◆ WHAT YOU ARE ASKED TO DO
Write out every entry precisely as given, leaving the pictures out.

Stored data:
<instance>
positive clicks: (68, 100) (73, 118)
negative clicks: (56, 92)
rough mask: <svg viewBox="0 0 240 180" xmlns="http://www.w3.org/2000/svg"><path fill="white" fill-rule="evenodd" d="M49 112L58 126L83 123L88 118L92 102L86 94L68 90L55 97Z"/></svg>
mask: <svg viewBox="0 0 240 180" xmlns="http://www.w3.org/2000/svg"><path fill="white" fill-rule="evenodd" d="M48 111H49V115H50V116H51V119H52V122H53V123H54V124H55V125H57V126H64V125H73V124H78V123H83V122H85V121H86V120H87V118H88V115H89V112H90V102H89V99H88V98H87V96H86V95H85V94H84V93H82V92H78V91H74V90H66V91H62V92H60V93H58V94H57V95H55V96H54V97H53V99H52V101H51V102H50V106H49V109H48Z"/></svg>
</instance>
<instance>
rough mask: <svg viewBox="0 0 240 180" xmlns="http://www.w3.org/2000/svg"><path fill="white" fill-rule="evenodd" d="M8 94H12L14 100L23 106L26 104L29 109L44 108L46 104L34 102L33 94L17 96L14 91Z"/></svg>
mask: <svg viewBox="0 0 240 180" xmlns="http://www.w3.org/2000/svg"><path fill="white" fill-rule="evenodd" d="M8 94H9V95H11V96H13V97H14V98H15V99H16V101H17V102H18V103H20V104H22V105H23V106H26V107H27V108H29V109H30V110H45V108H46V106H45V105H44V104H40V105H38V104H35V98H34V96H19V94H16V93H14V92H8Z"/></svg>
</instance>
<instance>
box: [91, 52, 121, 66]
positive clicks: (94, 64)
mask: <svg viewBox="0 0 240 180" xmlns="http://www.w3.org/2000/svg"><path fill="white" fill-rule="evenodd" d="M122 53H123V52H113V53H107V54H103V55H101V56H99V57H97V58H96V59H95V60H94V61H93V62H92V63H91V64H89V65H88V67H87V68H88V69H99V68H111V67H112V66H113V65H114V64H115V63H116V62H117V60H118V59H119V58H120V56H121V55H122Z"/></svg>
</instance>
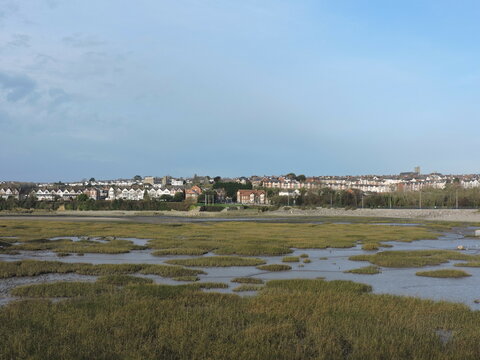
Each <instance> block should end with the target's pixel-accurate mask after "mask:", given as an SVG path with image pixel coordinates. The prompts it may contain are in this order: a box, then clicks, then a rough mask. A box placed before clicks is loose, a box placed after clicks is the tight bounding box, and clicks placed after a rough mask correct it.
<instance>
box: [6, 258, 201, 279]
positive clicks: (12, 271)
mask: <svg viewBox="0 0 480 360" xmlns="http://www.w3.org/2000/svg"><path fill="white" fill-rule="evenodd" d="M50 273H58V274H66V273H77V274H81V275H116V274H132V273H141V274H152V275H160V276H163V277H177V276H193V275H198V274H204V273H205V272H203V271H202V270H195V269H186V268H184V267H181V266H169V265H156V264H155V265H149V264H99V265H93V264H86V263H63V262H59V261H35V260H23V261H13V262H7V261H2V262H0V279H1V278H3V279H5V278H10V277H17V276H36V275H41V274H50Z"/></svg>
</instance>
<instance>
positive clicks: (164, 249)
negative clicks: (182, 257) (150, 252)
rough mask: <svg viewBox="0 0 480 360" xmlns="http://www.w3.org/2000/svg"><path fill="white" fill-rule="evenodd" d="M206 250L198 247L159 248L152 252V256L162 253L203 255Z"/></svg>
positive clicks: (172, 254)
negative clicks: (186, 247)
mask: <svg viewBox="0 0 480 360" xmlns="http://www.w3.org/2000/svg"><path fill="white" fill-rule="evenodd" d="M207 252H208V251H207V250H203V249H198V248H171V249H161V250H155V251H153V252H152V255H154V256H164V255H204V254H206V253H207Z"/></svg>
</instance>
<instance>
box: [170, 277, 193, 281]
mask: <svg viewBox="0 0 480 360" xmlns="http://www.w3.org/2000/svg"><path fill="white" fill-rule="evenodd" d="M172 280H175V281H198V280H200V278H199V277H198V276H177V277H174V278H172Z"/></svg>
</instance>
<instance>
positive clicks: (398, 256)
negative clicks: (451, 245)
mask: <svg viewBox="0 0 480 360" xmlns="http://www.w3.org/2000/svg"><path fill="white" fill-rule="evenodd" d="M349 259H350V260H354V261H368V262H370V263H372V264H374V265H378V266H385V267H396V268H405V267H423V266H431V265H440V264H443V263H446V262H448V261H449V260H467V261H468V260H470V261H474V260H479V259H480V256H478V255H468V254H465V253H462V252H459V251H453V250H412V251H383V252H378V253H375V254H372V255H354V256H351V257H350V258H349Z"/></svg>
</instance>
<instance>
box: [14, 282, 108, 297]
mask: <svg viewBox="0 0 480 360" xmlns="http://www.w3.org/2000/svg"><path fill="white" fill-rule="evenodd" d="M114 291H116V287H115V286H114V285H113V284H109V283H88V282H54V283H48V284H35V285H25V286H19V287H16V288H14V289H13V290H12V291H11V294H12V295H13V296H21V297H29V298H35V297H39V298H53V297H76V296H92V295H100V294H102V293H111V292H114Z"/></svg>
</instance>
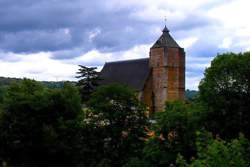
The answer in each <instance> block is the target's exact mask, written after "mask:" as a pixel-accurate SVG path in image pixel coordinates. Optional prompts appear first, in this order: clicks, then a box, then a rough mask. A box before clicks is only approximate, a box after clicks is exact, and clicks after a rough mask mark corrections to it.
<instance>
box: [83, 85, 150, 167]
mask: <svg viewBox="0 0 250 167" xmlns="http://www.w3.org/2000/svg"><path fill="white" fill-rule="evenodd" d="M89 107H90V109H91V112H90V113H89V114H88V116H87V120H86V121H87V122H88V123H89V124H92V125H93V126H95V129H102V133H101V134H98V136H96V138H98V139H97V140H99V139H100V138H101V139H102V141H103V147H102V149H103V151H104V152H103V156H102V158H104V159H108V160H111V162H112V166H121V164H123V163H124V162H125V161H126V160H127V159H128V158H129V157H133V156H136V155H139V154H140V153H141V149H142V147H143V144H144V137H145V135H146V134H145V126H146V125H147V124H148V122H147V117H146V115H145V107H144V106H143V105H142V104H141V103H140V102H139V101H138V99H137V97H136V94H135V92H133V91H132V90H130V89H129V88H127V87H124V86H121V85H109V86H103V87H99V88H98V89H97V90H96V92H94V93H93V95H92V96H91V99H90V101H89Z"/></svg>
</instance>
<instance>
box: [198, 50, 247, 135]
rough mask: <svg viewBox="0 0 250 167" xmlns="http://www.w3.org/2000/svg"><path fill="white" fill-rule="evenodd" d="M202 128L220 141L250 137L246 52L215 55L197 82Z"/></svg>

◆ WRITTEN ANSWER
<instance>
positive clicks: (68, 100) (73, 118)
negative clicks: (56, 92)
rough mask: <svg viewBox="0 0 240 180" xmlns="http://www.w3.org/2000/svg"><path fill="white" fill-rule="evenodd" d="M49 112L58 126L83 123L88 118L92 102L86 94L68 90L55 97Z"/></svg>
mask: <svg viewBox="0 0 240 180" xmlns="http://www.w3.org/2000/svg"><path fill="white" fill-rule="evenodd" d="M48 111H49V115H50V116H51V119H52V122H53V123H54V124H55V125H57V126H64V125H73V124H78V123H83V122H85V121H86V120H87V118H88V115H89V112H90V102H89V99H88V98H87V96H86V95H85V94H84V93H82V92H78V91H74V90H66V91H62V92H60V93H58V94H57V95H55V96H54V97H53V99H52V101H51V102H50V106H49V109H48Z"/></svg>
</instance>
<instance>
rough mask: <svg viewBox="0 0 240 180" xmlns="http://www.w3.org/2000/svg"><path fill="white" fill-rule="evenodd" d="M8 94H12L14 100L23 106L26 104L29 109L44 108L46 104L34 102L33 94L17 96L14 91Z"/></svg>
mask: <svg viewBox="0 0 240 180" xmlns="http://www.w3.org/2000/svg"><path fill="white" fill-rule="evenodd" d="M8 94H9V95H11V96H13V97H14V98H15V99H16V101H17V102H18V103H20V104H22V105H23V106H26V107H27V108H29V109H30V110H45V108H46V106H45V105H44V104H40V105H38V104H35V98H34V96H19V94H16V93H14V92H8Z"/></svg>
</instance>
<instance>
box: [91, 52, 121, 66]
positive clicks: (94, 64)
mask: <svg viewBox="0 0 240 180" xmlns="http://www.w3.org/2000/svg"><path fill="white" fill-rule="evenodd" d="M122 53H123V52H113V53H107V54H103V55H101V56H99V57H97V58H96V59H95V60H94V61H93V62H92V63H91V64H89V65H88V67H87V68H88V69H99V68H111V67H112V66H113V65H114V64H115V63H116V62H117V60H118V59H119V58H120V56H121V55H122Z"/></svg>
</instance>
Each <instance> block should end with the target's pixel-accurate mask after "mask:", given as an SVG path with image pixel coordinates. The prompts it may contain are in this order: a box, then clicks, then a rough mask. A box placed before clicks is loose, a box placed after clicks is the tight bounding box, and clicks placed after a rough mask correct it.
<instance>
box: [6, 258, 201, 279]
positive clicks: (12, 271)
mask: <svg viewBox="0 0 480 360" xmlns="http://www.w3.org/2000/svg"><path fill="white" fill-rule="evenodd" d="M50 273H58V274H66V273H77V274H81V275H116V274H132V273H141V274H152V275H160V276H163V277H177V276H193V275H198V274H204V273H205V272H203V271H202V270H195V269H186V268H184V267H181V266H169V265H156V264H155V265H149V264H99V265H93V264H86V263H63V262H59V261H35V260H23V261H13V262H7V261H2V262H0V279H1V278H3V279H5V278H10V277H17V276H36V275H41V274H50Z"/></svg>
</instance>
<instance>
positive clicks: (164, 249)
negative clicks: (182, 257) (150, 252)
rough mask: <svg viewBox="0 0 480 360" xmlns="http://www.w3.org/2000/svg"><path fill="white" fill-rule="evenodd" d="M206 250L198 247L159 248L152 252V256L162 253L203 255Z"/></svg>
positive clicks: (172, 254)
negative clicks: (186, 247)
mask: <svg viewBox="0 0 480 360" xmlns="http://www.w3.org/2000/svg"><path fill="white" fill-rule="evenodd" d="M207 252H208V251H207V250H203V249H198V248H171V249H161V250H155V251H153V252H152V255H154V256H164V255H204V254H206V253H207Z"/></svg>
</instance>
<instance>
box: [170, 277, 193, 281]
mask: <svg viewBox="0 0 480 360" xmlns="http://www.w3.org/2000/svg"><path fill="white" fill-rule="evenodd" d="M172 280H175V281H198V280H200V278H199V277H198V276H177V277H174V278H172Z"/></svg>
</instance>
<instance>
positive clicks: (398, 256)
negative clicks: (451, 245)
mask: <svg viewBox="0 0 480 360" xmlns="http://www.w3.org/2000/svg"><path fill="white" fill-rule="evenodd" d="M349 259H350V260H354V261H368V262H370V263H372V264H374V265H378V266H385V267H396V268H405V267H423V266H431V265H440V264H443V263H446V262H448V261H449V260H467V261H468V260H470V261H474V260H479V259H480V256H478V255H468V254H465V253H462V252H459V251H453V250H412V251H383V252H378V253H375V254H372V255H354V256H351V257H350V258H349Z"/></svg>
</instance>
<instance>
box: [14, 282, 108, 297]
mask: <svg viewBox="0 0 480 360" xmlns="http://www.w3.org/2000/svg"><path fill="white" fill-rule="evenodd" d="M114 291H116V287H115V286H114V285H113V284H109V283H88V282H54V283H48V284H35V285H25V286H19V287H16V288H14V289H13V290H12V291H11V294H12V295H13V296H21V297H29V298H35V297H39V298H53V297H76V296H92V295H100V294H102V293H111V292H114Z"/></svg>
</instance>
The answer in each <instance> block is the target's exact mask, written after "mask:" as a pixel-accurate SVG path in image pixel coordinates. Optional prompts appear first, in this order: clicks, then a box, then a rough mask. A box before clicks is only approximate, a box after clicks is exact, and clicks after a rough mask mark corrections to it.
<instance>
box: [83, 85, 150, 167]
mask: <svg viewBox="0 0 250 167" xmlns="http://www.w3.org/2000/svg"><path fill="white" fill-rule="evenodd" d="M89 107H90V109H91V112H90V113H89V114H88V116H87V120H86V121H87V122H88V123H89V124H92V125H93V126H95V129H102V133H101V134H98V136H96V138H98V139H97V140H99V139H100V138H101V139H102V141H103V147H102V149H103V151H104V152H103V156H102V158H104V159H108V160H111V162H112V166H121V164H123V163H124V162H125V161H126V160H127V159H128V158H129V157H133V156H136V155H139V154H140V153H141V149H142V147H143V144H144V137H145V135H146V134H145V126H146V125H147V124H148V122H147V117H146V115H145V107H144V106H143V105H142V104H141V103H140V102H139V101H138V99H137V97H136V94H135V92H133V91H132V90H130V89H129V88H127V87H124V86H121V85H109V86H103V87H99V88H98V89H97V90H96V92H94V93H93V95H92V96H91V99H90V101H89Z"/></svg>
</instance>
<instance>
box: [198, 50, 247, 135]
rough mask: <svg viewBox="0 0 250 167" xmlns="http://www.w3.org/2000/svg"><path fill="white" fill-rule="evenodd" d="M202 128L220 141L250 137L246 52L215 55L197 82Z"/></svg>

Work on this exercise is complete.